The Ethics of AI in Your Practice: What the APA Code Actually Says (and What It Doesn't)
- APA's Ethics Code addresses competence (Standard 2.01), informed consent (Standard 3.10), and record-keeping (Standard 6.01) — all directly relevant to AI tool use in clinical practice
- Key principle: using AI tools (for note-taking, treatment planning, or client communication) requires the same competence standard as any clinical tool — clinicians must understand what they are using and its limitations
- Informed consent must address AI: if you use an AI tool that processes client information, the client has a right to know — even for "back-office" tools that do not interact with the client directly
- No specific AI regulation yet — but existing principles create clear obligations that most clinicians using AI tools are currently not meeting
You are probably already using AI in your practice. ChatGPT for session notes. Copilot for treatment plan drafts. A transcription tool that processes therapy recordings. The APA Ethics Code does not mention AI by name — but its existing principles create obligations that most clinicians have not considered.
Competence applies to tools, not just techniques
Standard 2.01 requires psychologists to provide services within the boundaries of their competence. This extends to tools. If you use an AI transcription service to generate session summaries, you need to understand: what happens to the data, whether the AI's output is accurate, what errors it introduces, and whether the service complies with HIPAA or local data protection requirements.
"I didn't know the AI tool stored recordings on overseas servers" is not a defence under competence standards. The obligation to understand your tools is yours.
····················
▸ **Work item A**: From the article on AI and the APA Ethics Code, list everything a clinician using an AI transcription service to generate session summaries needs to understand, according to the discussion of Standard 2.01.
▸ **Work item B**: Continue the article on AI and the APA Ethics Code from its last sentence.
····················
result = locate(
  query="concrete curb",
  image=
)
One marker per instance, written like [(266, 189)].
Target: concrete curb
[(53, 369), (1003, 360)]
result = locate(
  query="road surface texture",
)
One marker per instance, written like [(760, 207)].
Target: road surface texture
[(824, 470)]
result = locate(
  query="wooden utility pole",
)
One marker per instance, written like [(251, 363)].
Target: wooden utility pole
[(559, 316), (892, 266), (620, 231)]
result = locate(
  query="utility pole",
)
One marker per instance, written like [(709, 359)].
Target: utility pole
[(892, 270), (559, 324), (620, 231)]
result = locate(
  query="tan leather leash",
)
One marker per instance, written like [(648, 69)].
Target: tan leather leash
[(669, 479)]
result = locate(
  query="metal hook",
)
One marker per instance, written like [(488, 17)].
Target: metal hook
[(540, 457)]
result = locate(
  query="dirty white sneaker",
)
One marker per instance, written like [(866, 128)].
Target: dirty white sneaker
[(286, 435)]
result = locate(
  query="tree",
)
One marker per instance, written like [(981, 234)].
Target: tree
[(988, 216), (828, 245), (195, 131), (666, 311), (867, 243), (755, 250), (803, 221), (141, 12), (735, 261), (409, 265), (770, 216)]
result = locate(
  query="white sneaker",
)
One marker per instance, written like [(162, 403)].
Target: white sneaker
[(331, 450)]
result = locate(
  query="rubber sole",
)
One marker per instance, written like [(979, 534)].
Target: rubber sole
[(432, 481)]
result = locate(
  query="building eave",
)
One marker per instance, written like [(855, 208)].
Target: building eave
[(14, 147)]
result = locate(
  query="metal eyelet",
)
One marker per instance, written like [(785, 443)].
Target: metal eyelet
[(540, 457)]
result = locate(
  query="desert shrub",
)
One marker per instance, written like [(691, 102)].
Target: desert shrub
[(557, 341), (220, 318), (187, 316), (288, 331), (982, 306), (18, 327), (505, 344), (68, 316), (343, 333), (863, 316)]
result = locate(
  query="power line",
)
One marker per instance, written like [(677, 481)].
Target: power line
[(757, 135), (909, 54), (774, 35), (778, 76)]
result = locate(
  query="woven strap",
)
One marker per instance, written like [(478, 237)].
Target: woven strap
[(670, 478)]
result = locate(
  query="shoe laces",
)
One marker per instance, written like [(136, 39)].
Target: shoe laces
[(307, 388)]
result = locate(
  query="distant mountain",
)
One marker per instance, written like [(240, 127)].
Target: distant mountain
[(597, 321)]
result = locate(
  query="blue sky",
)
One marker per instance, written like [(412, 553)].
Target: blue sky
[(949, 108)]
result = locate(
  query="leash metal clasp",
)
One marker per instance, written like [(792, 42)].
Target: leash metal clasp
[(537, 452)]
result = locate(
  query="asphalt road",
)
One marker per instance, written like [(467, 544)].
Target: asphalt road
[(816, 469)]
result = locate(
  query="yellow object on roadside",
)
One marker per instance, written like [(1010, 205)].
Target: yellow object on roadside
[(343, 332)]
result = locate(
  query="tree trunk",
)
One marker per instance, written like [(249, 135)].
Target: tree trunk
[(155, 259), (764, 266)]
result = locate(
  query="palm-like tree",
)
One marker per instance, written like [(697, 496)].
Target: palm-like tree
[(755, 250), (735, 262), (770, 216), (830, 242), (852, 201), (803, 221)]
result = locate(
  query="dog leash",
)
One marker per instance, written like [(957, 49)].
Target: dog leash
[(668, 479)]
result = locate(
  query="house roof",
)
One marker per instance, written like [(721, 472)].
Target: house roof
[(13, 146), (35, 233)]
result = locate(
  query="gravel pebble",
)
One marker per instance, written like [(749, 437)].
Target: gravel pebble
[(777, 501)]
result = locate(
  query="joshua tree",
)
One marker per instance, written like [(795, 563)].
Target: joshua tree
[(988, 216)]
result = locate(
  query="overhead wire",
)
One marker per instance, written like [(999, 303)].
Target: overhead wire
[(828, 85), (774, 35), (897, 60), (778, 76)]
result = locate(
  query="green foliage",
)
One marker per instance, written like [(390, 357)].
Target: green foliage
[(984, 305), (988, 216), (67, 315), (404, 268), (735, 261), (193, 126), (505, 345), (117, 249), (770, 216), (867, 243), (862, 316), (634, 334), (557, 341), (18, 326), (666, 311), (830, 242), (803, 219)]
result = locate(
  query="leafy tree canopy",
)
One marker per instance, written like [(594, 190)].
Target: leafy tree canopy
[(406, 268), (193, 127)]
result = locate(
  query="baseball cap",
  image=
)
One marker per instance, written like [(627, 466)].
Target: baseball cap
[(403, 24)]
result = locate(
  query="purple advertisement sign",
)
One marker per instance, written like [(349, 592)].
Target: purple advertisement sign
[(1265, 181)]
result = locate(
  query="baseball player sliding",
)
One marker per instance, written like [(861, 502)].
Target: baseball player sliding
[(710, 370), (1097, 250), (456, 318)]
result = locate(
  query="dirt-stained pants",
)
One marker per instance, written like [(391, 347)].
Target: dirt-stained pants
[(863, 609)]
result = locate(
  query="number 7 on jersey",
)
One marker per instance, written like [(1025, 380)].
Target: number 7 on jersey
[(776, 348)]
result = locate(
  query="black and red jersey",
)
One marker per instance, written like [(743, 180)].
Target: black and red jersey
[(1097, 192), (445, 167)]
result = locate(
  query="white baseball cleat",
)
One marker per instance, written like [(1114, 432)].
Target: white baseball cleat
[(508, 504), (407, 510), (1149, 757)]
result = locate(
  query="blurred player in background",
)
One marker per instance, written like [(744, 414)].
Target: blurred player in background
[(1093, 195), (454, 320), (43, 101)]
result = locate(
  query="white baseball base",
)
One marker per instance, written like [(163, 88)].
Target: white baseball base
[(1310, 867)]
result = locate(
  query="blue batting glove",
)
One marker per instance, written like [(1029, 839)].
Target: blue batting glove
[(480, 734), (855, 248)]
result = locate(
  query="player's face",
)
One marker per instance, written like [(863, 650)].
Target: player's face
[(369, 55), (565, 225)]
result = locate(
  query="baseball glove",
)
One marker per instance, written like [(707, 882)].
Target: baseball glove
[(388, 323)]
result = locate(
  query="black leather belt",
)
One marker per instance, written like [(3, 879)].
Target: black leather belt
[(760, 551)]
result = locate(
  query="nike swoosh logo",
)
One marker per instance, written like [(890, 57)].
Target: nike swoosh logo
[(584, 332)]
····················
▸ **Reply A**:
- What happens to the data
- Whether the AI's output is accurate
- What errors it introduces
- Whether the service complies with HIPAA or local data protection requirements

▸ **Reply B**:
Informed consent now includes AI
Standard 3.10 requires informed consent that covers "the nature of such services." If an AI tool processes any client-related information — voice recordings, session notes, intake data — the client should know. This is not hypothetical: the HIPAA Privacy Rule already requires disclosure of business associates who handle protected health information. Most AI tool vendors qualify.
The practical question: have you updated your informed consent form to mention AI tools? Most clinicians have not.
What the Code does not address
The APA Ethics Code does not specifically regulate: AI-generated clinical recommendations, chatbot-based interventions used between sessions, or AI tools that interact directly with clients. These are gaps — and they are being filled piecemeal by state boards, federal regulators, and case law rather than by a unified ethical framework.
For your practice
Audit your AI tool use. For each tool: (1) do you understand what it does with client data? (2) is it disclosed in your informed consent? (3) are you competent to evaluate its output? If any answer is no, you have an ethics gap to close — and the APA Code already requires you to close it.
The APA Ethics Code does not mention AI — but its competence and informed consent standards already require clinicians to understand, disclose, and evaluate every AI tool they use in practice.
APA Code is US-centric. Specific AI regulation is evolving rapidly. Interpretations may vary by state licensing board. Code principles are broad — specific guidance for common AI use cases is still emerging.